## PAGE

##############################

# Good Horse Feeds for Young Horse AND Goat



## Aslea (Oct 20, 2013)

I'm thinking on switching my Nubian doe over to horse feed to save money since I have one goat and one horse and it costs a lot to get boths food. My doe is on All Stock Sweet Feed and my horse is on SafeChoice Original. I can switch te goat over to the Safe Choice, but I'm curious as to if it is healthy for her since she is bad on keeping weight. She also receives about two cups of beet pulp (soaked after measurement) I'm thinking on feeding her alfalfa soon too. What should I do? CANNOT FEED THE HORSE SWEET FEED, JUST PUTTING THAT OUT THERE IN MAJOR BOLD LETTERS. Lol


Sent from my iPhone using Goat Forum


----------



## KW Farms (Jun 21, 2008)

Goats and horses are two very different animals with different feed requirements. There isn't a feed that would benefit them both unfortunately. Definitely give the alfalfa a try. Most of my goats do fine on alfalfa alone in milk or not.


----------



## NubianFan (Jun 3, 2013)

Jill says the Purina Miniature Horse and Pony is a suitable feed for both horses and goats. That may be with alfalfa pellets out free choice as well. I am not sure, but you could ask her.


----------



## NubianFan (Jun 3, 2013)

Why is your horse on Safe Choice? Is she founder prone? Or do you just like the feed. (I like Safe choice by the way just asking for clarification)


----------



## goathiker (Apr 14, 2011)

If I'm doing a feed, I've always fed my goats horse feed. The ingredients are better quality and so are the minerals in the feed. Right now I'm feed LMF Development to all my does. They are doing very well on it and milking very nicely. Several of the big goat breeders I know feed Healthy Choice to their does.


----------



## kccjer (Jan 27, 2012)

We mix our own feed and the horses and goats and pig and the steers (for the most part...same ingredients, different amounts) all get the same thing.


----------



## Little-Bits-N-Pieces (Apr 7, 2013)

I second the horse feed for goats, great stuff! It's always fresher than the goat feed too.

I'm currently mixing a lactating dairy feed with the LMF horse feed, and they are milking very well, even at 1-3 weeks fresh.
I can't get the type G developer from LMF here, which is what I was going to use instead of the dairy grain because the dairy feed is always stale by the time they get it in, so I'm mixing the LMF GOLD with the dairy grain anyway, 50/50, it's helping the does put extra fat in the milk, and keeping their weight on.

My picky eater is now finally eating more now too, she hates the dairy grain this year, but the horse grain is helping. Slowly but surely she's finally eating more.


----------



## lottsagoats (Dec 10, 2012)

In the past I have fed horse feed to my goats until the price got way out of hand. Horse feed is closer to what a goat needs than sheep feed or even some cattle feeds. It's usually a better quality feed too, since more horse people study nutrition than your average goat owner.

I used to feed my dairy goats the Blue Seal mare and foal feed. They did great on it, but at close to $20.00 for 50 pounds, I just couldn't afford it any more.

What is the issue with your horse that he/she can only have that feed? Cushings or some other metabolic problem? What part of the country are you from-different feeds are not available in some places.


----------



## audrey (Jul 17, 2012)

##############################

## INFORMATION PROVIDED
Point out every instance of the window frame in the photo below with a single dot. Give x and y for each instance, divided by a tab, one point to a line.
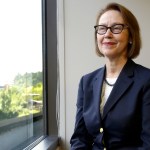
50	140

##############################

In the forum thread about feeding a goat and a horse, list every kind of animal that kccjer says gets the same mixed feed.

## TASK OUTPUT
- Horses
- Goats
- Pig
- Steers